## BRIEF
Duplicate the rows below, starting with the line containing "Every instance of the stone" and ending with the line containing "x=37, y=110". Include both of those lines and nothing else.

Point labeling data based on photos
::::
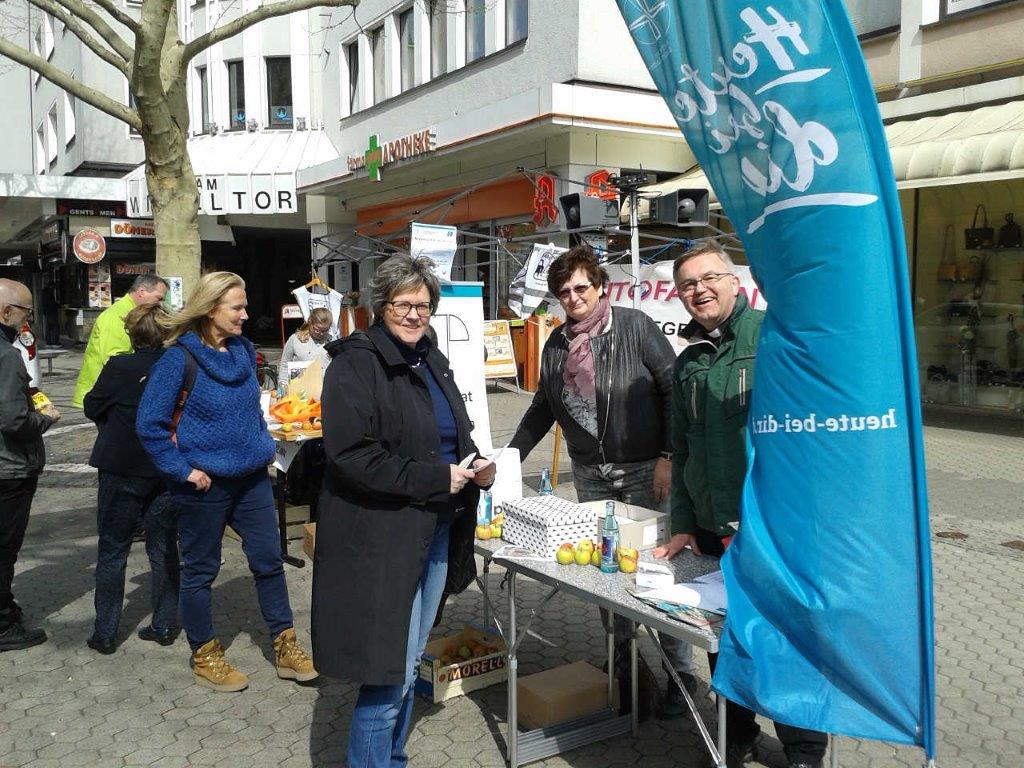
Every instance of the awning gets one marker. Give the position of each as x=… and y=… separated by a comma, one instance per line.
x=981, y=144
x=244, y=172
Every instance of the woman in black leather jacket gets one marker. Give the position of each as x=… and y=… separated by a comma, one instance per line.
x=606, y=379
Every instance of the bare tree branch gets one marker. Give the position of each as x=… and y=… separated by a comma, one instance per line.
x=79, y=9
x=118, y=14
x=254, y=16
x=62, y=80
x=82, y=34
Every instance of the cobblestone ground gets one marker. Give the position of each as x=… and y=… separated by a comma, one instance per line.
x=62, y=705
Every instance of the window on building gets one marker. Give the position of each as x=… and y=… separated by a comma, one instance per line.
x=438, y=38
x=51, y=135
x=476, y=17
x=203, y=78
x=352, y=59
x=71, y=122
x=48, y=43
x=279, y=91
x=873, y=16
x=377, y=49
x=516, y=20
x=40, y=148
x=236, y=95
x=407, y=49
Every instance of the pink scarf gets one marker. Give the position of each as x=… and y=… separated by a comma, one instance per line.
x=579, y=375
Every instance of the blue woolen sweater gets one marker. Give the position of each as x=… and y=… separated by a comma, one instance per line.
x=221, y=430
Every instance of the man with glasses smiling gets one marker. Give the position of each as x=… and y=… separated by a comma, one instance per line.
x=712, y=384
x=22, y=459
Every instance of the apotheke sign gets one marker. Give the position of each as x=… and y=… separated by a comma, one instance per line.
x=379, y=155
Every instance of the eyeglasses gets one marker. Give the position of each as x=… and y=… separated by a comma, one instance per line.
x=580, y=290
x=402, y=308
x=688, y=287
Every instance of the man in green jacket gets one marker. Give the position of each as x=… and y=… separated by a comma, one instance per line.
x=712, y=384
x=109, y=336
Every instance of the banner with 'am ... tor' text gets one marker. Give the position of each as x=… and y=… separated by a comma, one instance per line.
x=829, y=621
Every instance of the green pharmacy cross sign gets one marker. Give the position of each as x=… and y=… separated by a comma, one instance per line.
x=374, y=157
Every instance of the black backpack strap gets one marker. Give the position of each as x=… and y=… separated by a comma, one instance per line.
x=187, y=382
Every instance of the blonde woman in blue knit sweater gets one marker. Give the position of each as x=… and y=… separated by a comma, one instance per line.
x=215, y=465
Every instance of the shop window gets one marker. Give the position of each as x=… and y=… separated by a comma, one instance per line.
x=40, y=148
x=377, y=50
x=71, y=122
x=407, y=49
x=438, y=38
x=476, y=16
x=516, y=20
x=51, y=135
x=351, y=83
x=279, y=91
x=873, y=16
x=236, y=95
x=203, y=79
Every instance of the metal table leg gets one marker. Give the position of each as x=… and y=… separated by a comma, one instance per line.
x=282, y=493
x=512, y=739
::::
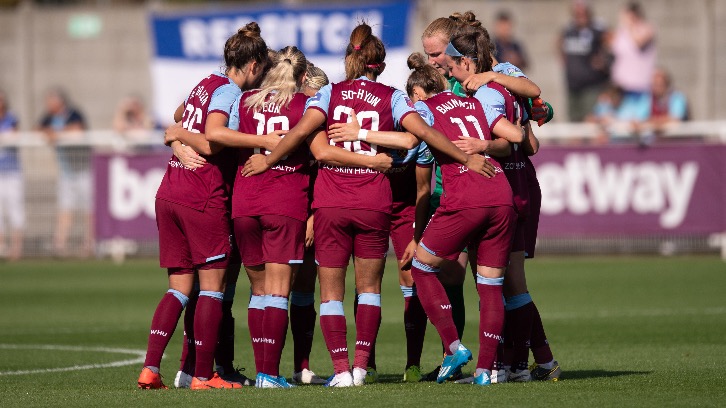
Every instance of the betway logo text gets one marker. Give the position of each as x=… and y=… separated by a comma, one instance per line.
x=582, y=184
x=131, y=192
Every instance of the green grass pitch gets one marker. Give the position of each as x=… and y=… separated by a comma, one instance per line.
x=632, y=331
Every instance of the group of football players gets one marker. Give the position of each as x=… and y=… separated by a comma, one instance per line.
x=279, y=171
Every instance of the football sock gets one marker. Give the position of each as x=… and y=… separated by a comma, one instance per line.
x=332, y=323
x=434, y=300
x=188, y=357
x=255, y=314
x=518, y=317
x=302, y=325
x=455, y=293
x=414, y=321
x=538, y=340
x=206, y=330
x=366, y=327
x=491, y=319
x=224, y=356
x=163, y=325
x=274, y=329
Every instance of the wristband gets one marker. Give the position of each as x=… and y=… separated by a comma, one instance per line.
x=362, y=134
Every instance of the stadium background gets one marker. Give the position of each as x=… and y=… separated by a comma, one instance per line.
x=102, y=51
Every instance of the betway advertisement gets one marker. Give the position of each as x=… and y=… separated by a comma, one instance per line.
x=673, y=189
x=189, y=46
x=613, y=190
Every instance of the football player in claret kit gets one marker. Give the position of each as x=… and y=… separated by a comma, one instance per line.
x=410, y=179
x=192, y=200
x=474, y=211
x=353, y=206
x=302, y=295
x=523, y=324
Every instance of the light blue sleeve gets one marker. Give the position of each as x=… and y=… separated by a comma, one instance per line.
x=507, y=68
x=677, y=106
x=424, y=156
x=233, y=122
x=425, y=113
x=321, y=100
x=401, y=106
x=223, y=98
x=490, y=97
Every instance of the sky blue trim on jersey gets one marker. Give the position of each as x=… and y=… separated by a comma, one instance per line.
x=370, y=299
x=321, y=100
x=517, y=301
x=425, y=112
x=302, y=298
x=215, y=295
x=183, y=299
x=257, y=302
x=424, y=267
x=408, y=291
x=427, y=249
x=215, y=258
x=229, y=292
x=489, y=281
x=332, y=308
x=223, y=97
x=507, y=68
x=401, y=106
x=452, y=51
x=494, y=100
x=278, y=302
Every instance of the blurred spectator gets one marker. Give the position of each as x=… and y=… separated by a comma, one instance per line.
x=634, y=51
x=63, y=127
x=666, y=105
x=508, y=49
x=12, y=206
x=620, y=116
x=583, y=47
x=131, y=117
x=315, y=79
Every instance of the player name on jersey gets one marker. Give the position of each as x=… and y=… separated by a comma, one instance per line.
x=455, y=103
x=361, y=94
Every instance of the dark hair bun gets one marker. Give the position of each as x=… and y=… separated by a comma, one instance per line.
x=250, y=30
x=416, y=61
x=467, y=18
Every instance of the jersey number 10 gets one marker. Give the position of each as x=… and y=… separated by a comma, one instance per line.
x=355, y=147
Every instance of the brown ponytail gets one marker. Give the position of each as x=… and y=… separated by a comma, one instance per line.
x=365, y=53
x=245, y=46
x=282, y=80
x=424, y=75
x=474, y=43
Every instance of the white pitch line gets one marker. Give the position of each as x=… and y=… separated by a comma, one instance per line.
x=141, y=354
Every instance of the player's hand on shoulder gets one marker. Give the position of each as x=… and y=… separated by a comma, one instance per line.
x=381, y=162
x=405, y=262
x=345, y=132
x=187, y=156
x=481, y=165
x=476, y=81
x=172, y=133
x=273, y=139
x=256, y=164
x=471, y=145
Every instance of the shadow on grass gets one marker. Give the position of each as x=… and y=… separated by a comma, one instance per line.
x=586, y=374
::::
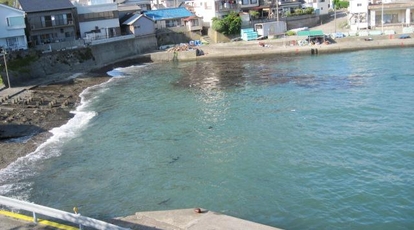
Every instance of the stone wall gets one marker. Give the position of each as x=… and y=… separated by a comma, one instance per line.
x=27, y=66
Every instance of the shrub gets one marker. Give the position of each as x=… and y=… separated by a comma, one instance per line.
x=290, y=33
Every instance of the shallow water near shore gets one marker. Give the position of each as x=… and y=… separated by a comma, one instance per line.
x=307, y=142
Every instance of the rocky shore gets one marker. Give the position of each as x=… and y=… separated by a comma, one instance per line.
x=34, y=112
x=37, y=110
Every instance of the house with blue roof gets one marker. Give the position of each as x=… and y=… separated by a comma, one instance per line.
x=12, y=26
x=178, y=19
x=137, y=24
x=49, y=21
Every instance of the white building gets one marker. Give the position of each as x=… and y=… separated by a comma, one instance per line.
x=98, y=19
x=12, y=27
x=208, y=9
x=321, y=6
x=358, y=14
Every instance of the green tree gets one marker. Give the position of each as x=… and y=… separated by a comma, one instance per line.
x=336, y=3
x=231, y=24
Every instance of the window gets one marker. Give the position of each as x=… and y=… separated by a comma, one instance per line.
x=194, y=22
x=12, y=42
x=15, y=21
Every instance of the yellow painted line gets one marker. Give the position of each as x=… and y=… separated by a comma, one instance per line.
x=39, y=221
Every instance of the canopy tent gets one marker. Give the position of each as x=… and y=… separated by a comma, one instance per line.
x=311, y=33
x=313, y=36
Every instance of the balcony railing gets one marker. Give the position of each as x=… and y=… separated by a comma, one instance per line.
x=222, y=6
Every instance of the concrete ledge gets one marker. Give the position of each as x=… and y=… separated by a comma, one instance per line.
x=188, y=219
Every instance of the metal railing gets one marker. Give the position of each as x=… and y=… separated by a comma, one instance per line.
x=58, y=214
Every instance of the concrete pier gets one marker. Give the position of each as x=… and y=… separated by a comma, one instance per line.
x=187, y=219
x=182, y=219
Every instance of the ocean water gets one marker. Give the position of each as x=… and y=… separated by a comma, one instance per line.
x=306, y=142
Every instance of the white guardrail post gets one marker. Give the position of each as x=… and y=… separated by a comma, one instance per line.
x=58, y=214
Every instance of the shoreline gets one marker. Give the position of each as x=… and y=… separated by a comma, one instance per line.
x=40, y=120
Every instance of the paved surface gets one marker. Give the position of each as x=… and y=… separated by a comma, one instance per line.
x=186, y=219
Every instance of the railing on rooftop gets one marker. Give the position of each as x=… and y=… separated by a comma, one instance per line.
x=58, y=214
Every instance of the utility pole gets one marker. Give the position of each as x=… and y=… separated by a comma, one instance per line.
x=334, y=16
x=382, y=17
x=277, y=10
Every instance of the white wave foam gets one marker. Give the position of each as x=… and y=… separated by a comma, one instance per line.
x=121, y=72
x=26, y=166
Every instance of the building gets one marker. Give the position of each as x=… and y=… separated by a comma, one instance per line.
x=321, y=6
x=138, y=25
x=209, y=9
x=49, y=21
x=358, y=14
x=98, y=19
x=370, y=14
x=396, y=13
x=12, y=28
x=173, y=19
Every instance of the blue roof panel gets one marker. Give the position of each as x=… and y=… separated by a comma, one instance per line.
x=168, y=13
::::
## TASK ANSWER
Every instance of the stone wall gets one marker. Give the position of each as x=… and y=… separated by a comma, one instance per line.
x=27, y=66
Every instance of the shrub gets one marker. Give the position of each as x=… and y=… separated by a comma, one instance per line.
x=290, y=33
Every instance of the shallow water near shore gets one marker. Give the position of each as x=… and y=… separated by a comma, one instance per line.
x=307, y=142
Every instance of the rocky shore gets one marker. Give the position of each as x=… and y=… separated by a comma, one instance per line.
x=34, y=112
x=37, y=110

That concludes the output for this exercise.